» **Data supplied**:
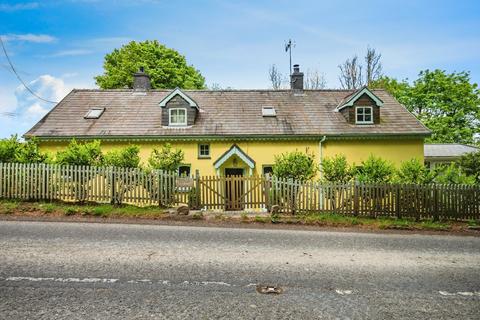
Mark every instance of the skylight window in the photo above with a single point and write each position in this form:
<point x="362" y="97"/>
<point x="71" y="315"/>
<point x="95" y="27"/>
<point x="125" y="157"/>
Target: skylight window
<point x="94" y="113"/>
<point x="268" y="111"/>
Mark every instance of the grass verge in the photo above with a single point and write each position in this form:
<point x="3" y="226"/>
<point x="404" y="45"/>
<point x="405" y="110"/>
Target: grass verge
<point x="14" y="207"/>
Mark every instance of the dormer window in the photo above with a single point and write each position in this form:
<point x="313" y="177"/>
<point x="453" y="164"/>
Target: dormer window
<point x="177" y="116"/>
<point x="364" y="115"/>
<point x="268" y="111"/>
<point x="94" y="113"/>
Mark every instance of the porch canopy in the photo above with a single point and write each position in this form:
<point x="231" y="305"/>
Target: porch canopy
<point x="232" y="152"/>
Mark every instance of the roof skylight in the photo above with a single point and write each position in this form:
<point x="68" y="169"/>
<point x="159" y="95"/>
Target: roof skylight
<point x="269" y="111"/>
<point x="94" y="113"/>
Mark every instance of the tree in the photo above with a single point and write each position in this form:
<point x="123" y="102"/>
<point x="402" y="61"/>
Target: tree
<point x="166" y="158"/>
<point x="29" y="152"/>
<point x="446" y="103"/>
<point x="373" y="66"/>
<point x="376" y="170"/>
<point x="275" y="77"/>
<point x="13" y="150"/>
<point x="82" y="154"/>
<point x="413" y="171"/>
<point x="166" y="67"/>
<point x="315" y="80"/>
<point x="8" y="149"/>
<point x="127" y="157"/>
<point x="295" y="165"/>
<point x="351" y="74"/>
<point x="337" y="169"/>
<point x="470" y="164"/>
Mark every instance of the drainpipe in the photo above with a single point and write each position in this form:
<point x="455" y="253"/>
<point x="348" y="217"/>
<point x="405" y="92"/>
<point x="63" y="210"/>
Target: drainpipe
<point x="321" y="154"/>
<point x="321" y="169"/>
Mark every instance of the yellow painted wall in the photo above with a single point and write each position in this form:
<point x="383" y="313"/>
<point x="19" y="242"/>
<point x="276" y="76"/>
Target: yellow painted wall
<point x="395" y="150"/>
<point x="263" y="152"/>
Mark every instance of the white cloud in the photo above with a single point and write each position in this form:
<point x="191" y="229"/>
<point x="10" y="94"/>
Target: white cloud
<point x="18" y="6"/>
<point x="20" y="110"/>
<point x="29" y="37"/>
<point x="72" y="52"/>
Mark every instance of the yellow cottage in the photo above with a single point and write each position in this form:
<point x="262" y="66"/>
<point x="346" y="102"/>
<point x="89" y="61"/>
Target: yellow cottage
<point x="237" y="132"/>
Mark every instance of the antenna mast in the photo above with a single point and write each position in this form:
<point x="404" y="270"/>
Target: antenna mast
<point x="288" y="48"/>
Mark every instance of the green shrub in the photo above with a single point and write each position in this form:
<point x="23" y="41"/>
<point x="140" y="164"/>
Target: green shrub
<point x="337" y="169"/>
<point x="102" y="210"/>
<point x="166" y="158"/>
<point x="452" y="174"/>
<point x="260" y="219"/>
<point x="86" y="154"/>
<point x="470" y="164"/>
<point x="295" y="165"/>
<point x="413" y="171"/>
<point x="127" y="157"/>
<point x="375" y="170"/>
<point x="70" y="211"/>
<point x="47" y="207"/>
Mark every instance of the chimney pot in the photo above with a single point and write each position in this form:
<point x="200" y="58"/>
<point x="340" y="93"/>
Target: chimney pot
<point x="296" y="79"/>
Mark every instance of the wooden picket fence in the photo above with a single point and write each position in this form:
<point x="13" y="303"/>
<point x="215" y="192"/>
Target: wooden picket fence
<point x="159" y="188"/>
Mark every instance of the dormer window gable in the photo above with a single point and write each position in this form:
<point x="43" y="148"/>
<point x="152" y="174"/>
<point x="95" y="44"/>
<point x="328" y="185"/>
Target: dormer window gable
<point x="362" y="107"/>
<point x="178" y="109"/>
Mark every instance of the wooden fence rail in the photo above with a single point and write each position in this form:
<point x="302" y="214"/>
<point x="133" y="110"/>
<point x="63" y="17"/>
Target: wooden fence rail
<point x="159" y="188"/>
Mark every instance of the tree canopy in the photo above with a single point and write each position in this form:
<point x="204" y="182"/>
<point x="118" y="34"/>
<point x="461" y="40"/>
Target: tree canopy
<point x="447" y="103"/>
<point x="166" y="67"/>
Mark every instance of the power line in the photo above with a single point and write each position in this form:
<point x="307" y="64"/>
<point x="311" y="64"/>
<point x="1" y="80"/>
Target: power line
<point x="20" y="79"/>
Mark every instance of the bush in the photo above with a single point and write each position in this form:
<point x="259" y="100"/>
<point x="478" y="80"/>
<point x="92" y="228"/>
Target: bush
<point x="8" y="149"/>
<point x="127" y="157"/>
<point x="13" y="150"/>
<point x="295" y="165"/>
<point x="470" y="164"/>
<point x="337" y="169"/>
<point x="83" y="154"/>
<point x="413" y="171"/>
<point x="452" y="174"/>
<point x="166" y="158"/>
<point x="376" y="170"/>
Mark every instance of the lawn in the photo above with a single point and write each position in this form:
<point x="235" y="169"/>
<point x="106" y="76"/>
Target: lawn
<point x="59" y="209"/>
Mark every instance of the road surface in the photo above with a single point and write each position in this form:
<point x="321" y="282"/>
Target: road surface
<point x="124" y="271"/>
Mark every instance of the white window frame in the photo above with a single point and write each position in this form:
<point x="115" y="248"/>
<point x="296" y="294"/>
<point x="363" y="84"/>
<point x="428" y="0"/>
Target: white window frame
<point x="200" y="155"/>
<point x="91" y="113"/>
<point x="170" y="117"/>
<point x="363" y="121"/>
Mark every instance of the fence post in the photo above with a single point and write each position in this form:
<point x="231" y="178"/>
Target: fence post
<point x="267" y="191"/>
<point x="112" y="183"/>
<point x="356" y="198"/>
<point x="397" y="201"/>
<point x="197" y="189"/>
<point x="435" y="203"/>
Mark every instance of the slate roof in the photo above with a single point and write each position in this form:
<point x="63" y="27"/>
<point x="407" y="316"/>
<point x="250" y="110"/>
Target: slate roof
<point x="447" y="150"/>
<point x="222" y="113"/>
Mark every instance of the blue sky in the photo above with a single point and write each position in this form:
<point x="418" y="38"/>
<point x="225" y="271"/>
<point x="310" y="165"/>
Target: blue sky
<point x="59" y="45"/>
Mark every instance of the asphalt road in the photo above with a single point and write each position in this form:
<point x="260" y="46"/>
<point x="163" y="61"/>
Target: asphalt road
<point x="118" y="271"/>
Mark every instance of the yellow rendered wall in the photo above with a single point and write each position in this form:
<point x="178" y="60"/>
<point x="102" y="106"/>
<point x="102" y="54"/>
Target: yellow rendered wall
<point x="263" y="152"/>
<point x="395" y="150"/>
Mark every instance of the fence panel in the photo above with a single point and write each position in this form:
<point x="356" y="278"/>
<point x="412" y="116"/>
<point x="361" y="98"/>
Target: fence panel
<point x="146" y="188"/>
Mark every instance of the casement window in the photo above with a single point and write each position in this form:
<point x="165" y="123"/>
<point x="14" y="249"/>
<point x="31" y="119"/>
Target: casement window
<point x="177" y="117"/>
<point x="204" y="150"/>
<point x="184" y="170"/>
<point x="267" y="169"/>
<point x="94" y="113"/>
<point x="364" y="115"/>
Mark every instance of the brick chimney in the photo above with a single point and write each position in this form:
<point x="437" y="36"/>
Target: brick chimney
<point x="296" y="79"/>
<point x="141" y="80"/>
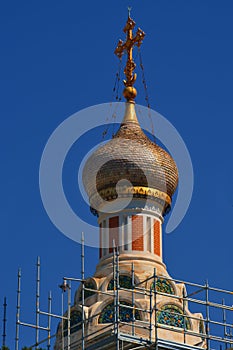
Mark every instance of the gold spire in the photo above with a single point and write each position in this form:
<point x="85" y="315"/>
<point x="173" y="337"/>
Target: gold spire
<point x="131" y="40"/>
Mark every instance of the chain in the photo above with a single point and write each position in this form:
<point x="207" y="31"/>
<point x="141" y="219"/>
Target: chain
<point x="146" y="93"/>
<point x="116" y="96"/>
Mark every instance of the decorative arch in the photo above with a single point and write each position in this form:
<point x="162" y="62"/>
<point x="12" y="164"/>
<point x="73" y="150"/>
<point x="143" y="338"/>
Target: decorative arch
<point x="75" y="322"/>
<point x="90" y="284"/>
<point x="125" y="313"/>
<point x="172" y="315"/>
<point x="163" y="286"/>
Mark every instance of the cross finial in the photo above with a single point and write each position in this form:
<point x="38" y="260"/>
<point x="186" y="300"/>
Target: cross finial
<point x="127" y="46"/>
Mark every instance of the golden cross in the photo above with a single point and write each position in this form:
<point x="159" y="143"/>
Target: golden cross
<point x="127" y="47"/>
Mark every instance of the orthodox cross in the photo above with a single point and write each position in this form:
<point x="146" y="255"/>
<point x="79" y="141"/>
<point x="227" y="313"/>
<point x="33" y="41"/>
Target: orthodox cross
<point x="127" y="46"/>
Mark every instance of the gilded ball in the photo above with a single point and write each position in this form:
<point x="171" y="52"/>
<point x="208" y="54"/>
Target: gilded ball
<point x="130" y="93"/>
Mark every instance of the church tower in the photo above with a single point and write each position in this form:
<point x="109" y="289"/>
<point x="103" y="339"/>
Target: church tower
<point x="131" y="301"/>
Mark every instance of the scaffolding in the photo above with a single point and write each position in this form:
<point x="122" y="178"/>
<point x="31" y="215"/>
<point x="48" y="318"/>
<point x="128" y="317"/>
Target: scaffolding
<point x="215" y="304"/>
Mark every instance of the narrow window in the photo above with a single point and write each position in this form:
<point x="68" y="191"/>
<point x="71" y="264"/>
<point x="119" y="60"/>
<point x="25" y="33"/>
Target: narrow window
<point x="126" y="233"/>
<point x="148" y="234"/>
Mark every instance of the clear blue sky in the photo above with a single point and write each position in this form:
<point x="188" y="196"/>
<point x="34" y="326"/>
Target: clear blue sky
<point x="57" y="58"/>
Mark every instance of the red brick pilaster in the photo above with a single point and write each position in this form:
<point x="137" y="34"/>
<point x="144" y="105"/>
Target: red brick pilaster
<point x="137" y="232"/>
<point x="157" y="230"/>
<point x="113" y="232"/>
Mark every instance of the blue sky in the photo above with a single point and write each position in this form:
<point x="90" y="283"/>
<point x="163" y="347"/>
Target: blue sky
<point x="56" y="59"/>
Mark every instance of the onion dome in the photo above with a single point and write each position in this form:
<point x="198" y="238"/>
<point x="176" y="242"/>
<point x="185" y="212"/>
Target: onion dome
<point x="130" y="165"/>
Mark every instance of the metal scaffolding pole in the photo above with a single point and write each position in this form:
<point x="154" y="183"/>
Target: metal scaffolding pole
<point x="155" y="308"/>
<point x="207" y="316"/>
<point x="4" y="323"/>
<point x="83" y="291"/>
<point x="18" y="311"/>
<point x="37" y="301"/>
<point x="117" y="298"/>
<point x="49" y="319"/>
<point x="68" y="314"/>
<point x="133" y="298"/>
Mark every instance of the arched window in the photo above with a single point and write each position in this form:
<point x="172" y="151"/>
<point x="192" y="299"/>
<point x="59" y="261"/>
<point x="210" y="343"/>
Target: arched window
<point x="75" y="322"/>
<point x="163" y="286"/>
<point x="125" y="313"/>
<point x="172" y="315"/>
<point x="87" y="293"/>
<point x="124" y="281"/>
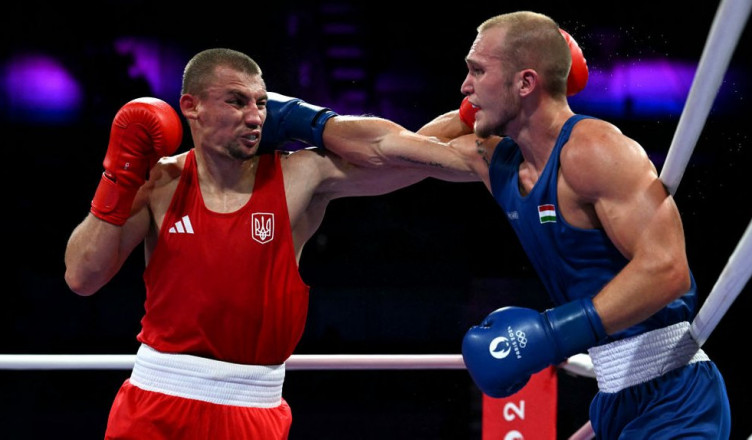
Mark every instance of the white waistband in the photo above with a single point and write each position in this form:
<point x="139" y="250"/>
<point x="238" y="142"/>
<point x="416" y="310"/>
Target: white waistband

» **Objective**: Word for word, restate the lines from the one containing "Mark every instance of the arched" through the end of the listing, and nothing more. Skip the pictures.

» **Answer for the task**:
Mark every instance of the arched window in the photo above with a single point and write each position in this form:
<point x="172" y="151"/>
<point x="192" y="299"/>
<point x="59" y="261"/>
<point x="210" y="343"/>
Target: arched window
<point x="75" y="322"/>
<point x="163" y="286"/>
<point x="125" y="313"/>
<point x="172" y="315"/>
<point x="87" y="293"/>
<point x="124" y="281"/>
Mark every instance of the white waistband in the photo above with a single point and write each position in this form:
<point x="139" y="250"/>
<point x="238" y="142"/>
<point x="416" y="310"/>
Target: white waistband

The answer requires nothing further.